==== EXTRAIT
Les deux enfants, perdus par leurs parents, gagnent, après avoir erré dans la forêt, une maisonnette de pain et gâteau, demeure de la sorcière Ogresse. Celle-ci veut engraisser le garçonnet et utilise la fillette comme domestique. Gretel la pousse dans le four, allumé pour cuire Hänsel. Les deux enfants finissent par regagner la maison de leur père en voyageant à dos de canard, non sans avoir auparavant mis la main sur les perles et pierres précieuses de l’Ogresse.

Le Petit Poucet

Les sept filles de l’Ogre sont qualifiées de « petites Ogresses » et présentées en ces termes dans le conte de Charles Perrault :

« L’Ogre avait sept filles, qui n’étaient encore que des enfants. Ces petites Ogresses avaient toutes le teint fort beau, parce qu’elles mangeaient de la chair fraîche comme leur père ; mais elles avaient de petits yeux gris et tout ronds, le nez crochu et une fort grande bouche avec de longues dents fort aiguës et fort éloignées l’une de l’autre. Elles n’étaient pas encore fort méchantes ; mais elles promettaient beaucoup, car elles mordaient déjà les petits enfants pour en sucer le sang ».

La femme de l’Ogre est également présentée comme Ogresse, mais seul son mariage lui vaut ce statut. Loin de se nourrir de chair fraîche et de vouloir manger les enfants, elle se fait leur complice en tentant de les cacher à son mari.

Portée symbolique

Le Petit Poucet s'emparant des bottes de sept lieues de l'Ogre (parc d'Efteling).
========
==== ENTRÉES FOURNIES
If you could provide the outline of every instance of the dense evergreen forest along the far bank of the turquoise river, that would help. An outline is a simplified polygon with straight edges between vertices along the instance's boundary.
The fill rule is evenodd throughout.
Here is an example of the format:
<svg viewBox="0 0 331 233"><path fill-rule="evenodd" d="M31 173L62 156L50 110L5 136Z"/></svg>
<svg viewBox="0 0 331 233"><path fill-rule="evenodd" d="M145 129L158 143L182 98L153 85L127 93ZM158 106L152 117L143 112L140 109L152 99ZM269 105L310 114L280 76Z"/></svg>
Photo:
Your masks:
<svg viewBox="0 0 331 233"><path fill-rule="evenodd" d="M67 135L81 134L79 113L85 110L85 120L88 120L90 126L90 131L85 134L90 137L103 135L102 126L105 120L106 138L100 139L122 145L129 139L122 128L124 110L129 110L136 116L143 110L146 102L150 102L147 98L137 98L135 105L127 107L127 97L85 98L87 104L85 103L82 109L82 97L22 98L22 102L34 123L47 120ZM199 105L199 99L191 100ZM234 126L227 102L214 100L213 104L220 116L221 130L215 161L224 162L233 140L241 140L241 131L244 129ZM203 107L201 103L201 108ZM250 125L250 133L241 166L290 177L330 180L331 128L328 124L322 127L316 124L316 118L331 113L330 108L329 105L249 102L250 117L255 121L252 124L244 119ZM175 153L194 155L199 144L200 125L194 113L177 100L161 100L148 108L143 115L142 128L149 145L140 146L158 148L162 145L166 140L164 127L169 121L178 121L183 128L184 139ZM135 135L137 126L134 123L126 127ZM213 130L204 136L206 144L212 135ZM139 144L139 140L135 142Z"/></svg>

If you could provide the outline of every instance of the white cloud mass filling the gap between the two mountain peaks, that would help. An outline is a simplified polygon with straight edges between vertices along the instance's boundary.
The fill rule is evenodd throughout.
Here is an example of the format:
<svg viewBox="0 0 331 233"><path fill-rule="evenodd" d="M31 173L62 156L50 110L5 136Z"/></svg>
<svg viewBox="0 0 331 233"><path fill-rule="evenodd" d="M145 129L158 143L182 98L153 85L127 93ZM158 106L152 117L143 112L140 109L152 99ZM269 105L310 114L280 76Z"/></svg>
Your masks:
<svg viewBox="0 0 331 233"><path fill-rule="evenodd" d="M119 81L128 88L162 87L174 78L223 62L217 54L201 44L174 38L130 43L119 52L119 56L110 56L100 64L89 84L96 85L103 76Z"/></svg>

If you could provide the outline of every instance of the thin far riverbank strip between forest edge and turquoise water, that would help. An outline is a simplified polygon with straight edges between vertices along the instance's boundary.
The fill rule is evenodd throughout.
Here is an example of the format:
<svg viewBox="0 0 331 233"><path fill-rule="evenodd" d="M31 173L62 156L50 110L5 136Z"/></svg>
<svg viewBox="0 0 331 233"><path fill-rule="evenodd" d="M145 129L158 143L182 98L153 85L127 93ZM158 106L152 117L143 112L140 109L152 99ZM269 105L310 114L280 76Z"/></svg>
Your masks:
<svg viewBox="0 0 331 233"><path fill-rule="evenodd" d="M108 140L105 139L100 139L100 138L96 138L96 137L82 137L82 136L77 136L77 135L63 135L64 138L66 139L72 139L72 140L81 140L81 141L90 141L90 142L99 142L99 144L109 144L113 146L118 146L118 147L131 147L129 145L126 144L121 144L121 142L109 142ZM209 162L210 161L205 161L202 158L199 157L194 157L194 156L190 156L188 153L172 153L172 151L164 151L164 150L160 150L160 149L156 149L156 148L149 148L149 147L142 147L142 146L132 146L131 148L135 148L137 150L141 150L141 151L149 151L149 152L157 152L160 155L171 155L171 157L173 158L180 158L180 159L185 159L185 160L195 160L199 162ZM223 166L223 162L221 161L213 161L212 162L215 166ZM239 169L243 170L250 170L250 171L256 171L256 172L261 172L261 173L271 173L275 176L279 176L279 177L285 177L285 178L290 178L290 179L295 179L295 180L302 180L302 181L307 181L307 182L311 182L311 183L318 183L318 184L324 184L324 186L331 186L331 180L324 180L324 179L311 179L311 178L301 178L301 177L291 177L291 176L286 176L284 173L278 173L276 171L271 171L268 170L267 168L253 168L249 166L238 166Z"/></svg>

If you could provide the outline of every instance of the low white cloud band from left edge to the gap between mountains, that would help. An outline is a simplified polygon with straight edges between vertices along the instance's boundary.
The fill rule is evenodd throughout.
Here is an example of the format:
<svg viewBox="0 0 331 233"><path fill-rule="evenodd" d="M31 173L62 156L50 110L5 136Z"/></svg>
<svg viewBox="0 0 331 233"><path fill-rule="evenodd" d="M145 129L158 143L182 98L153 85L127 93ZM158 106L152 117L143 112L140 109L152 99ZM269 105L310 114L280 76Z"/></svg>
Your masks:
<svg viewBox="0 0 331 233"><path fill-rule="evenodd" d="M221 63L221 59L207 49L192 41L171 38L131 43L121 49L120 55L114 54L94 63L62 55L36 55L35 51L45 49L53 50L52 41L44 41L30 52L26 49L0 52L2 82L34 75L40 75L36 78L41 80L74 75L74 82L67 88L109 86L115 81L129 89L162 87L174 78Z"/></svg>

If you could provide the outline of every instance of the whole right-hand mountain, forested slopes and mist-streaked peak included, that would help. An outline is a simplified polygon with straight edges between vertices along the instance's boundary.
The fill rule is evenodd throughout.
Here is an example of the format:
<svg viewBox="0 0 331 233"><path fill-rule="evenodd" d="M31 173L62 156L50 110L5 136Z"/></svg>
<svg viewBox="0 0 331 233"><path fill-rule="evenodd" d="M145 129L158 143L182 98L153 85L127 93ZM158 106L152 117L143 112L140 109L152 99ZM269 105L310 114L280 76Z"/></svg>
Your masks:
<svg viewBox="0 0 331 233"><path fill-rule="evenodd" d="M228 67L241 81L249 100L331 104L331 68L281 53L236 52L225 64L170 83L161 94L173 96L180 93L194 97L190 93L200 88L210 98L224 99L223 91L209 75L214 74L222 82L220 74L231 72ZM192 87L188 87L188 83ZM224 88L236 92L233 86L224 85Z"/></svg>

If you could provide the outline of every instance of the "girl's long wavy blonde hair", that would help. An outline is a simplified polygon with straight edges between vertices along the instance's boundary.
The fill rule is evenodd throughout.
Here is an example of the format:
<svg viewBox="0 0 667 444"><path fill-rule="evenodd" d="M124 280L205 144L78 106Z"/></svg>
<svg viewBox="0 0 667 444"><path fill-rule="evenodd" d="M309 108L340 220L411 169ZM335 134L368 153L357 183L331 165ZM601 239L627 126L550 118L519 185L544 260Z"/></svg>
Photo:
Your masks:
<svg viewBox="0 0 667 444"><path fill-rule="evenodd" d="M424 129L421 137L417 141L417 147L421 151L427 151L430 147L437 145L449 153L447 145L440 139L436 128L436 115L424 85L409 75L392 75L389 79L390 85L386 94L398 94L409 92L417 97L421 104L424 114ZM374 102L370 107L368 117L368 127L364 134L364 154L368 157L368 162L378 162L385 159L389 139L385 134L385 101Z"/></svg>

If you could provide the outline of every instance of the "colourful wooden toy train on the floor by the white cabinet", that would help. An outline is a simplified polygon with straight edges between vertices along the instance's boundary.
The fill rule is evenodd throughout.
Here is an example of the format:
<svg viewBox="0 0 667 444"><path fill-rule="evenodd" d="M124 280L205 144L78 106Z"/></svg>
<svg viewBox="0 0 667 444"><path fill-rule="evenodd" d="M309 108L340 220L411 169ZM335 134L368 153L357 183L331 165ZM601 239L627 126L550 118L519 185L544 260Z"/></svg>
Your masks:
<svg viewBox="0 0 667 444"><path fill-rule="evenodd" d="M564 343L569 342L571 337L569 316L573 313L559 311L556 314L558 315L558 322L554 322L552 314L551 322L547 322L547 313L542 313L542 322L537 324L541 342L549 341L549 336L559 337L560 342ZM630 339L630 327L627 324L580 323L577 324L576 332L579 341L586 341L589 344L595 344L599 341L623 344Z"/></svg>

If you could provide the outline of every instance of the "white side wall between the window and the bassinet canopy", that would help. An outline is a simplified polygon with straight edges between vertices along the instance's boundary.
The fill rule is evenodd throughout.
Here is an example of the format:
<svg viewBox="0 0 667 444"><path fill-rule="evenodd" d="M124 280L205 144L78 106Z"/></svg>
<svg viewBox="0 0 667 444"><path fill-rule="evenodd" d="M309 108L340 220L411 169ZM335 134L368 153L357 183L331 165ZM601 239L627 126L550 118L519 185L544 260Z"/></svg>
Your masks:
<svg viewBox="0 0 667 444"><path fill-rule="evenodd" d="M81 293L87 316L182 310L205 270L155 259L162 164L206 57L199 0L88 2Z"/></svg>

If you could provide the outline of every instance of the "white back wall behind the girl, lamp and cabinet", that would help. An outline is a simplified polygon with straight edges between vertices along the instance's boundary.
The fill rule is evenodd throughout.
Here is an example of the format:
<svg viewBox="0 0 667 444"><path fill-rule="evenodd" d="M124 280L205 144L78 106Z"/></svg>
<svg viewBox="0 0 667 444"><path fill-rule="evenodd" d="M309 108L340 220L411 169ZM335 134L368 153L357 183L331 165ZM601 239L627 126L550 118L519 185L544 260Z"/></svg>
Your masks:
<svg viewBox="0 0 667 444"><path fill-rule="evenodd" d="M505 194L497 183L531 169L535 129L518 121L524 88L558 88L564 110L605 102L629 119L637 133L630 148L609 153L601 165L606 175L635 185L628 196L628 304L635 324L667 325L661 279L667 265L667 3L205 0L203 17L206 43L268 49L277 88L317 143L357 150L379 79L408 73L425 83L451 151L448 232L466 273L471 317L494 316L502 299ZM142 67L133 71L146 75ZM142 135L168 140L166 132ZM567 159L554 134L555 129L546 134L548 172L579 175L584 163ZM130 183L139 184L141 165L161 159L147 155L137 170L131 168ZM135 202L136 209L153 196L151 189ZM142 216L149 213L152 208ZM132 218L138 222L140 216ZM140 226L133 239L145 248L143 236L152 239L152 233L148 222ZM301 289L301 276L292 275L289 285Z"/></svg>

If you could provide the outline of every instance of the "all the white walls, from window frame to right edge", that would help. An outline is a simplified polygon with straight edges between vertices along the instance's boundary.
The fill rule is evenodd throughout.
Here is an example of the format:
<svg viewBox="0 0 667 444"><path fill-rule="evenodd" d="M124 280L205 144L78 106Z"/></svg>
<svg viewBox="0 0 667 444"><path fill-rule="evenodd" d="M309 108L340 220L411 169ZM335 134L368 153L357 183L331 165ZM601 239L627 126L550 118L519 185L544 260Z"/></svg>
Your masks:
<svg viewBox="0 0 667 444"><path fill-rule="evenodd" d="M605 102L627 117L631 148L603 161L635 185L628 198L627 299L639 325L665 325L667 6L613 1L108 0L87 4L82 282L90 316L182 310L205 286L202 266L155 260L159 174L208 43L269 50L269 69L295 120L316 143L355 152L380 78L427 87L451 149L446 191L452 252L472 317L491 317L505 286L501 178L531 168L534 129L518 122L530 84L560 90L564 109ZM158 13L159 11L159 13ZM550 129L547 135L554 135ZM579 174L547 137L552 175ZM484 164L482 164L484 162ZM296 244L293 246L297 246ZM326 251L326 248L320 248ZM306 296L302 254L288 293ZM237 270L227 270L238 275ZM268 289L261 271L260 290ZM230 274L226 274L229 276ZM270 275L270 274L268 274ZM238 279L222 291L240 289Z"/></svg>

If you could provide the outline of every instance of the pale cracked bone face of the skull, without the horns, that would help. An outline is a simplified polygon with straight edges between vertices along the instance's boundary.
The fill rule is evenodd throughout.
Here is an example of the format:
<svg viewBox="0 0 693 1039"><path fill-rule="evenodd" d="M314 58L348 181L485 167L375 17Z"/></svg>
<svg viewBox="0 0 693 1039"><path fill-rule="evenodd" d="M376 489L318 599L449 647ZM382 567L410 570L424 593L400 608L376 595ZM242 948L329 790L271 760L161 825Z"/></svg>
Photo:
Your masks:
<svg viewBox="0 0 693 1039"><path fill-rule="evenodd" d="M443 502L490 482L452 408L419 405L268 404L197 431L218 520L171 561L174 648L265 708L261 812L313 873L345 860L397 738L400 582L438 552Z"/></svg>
========
**CONSIGNE 1:** Relevez tous les traits physiques que la citation de Perrault reproduite dans l'extrait prête aux petites Ogresses.
**CONSIGNE 2:** Recopiez fidèlement le passage de l'extrait qui commence par « Les deux enfants, perdus » et s'achève sur « précieuses de l’Ogresse. ».
Appuyez-vous uniquement sur l'extrait.

**RÉPONSE 1:**
- le teint fort beau
- de petits yeux gris et tout ronds
- le nez crochu
- une fort grande bouche
- de longues dents fort aiguës et fort éloignées l'une de l'autre

**RÉPONSE 2:**
Les deux enfants, perdus par leurs parents, gagnent, après avoir erré dans la forêt, une maisonnette de pain et gâteau, demeure de la sorcière Ogresse. Celle-ci veut engraisser le garçonnet et utilise la fillette comme domestique. Gretel la pousse dans le four, allumé pour cuire Hänsel. Les deux enfants finissent par regagner la maison de leur père en voyageant à dos de canard, non sans avoir auparavant mis la main sur les perles et pierres précieuses de l’Ogresse.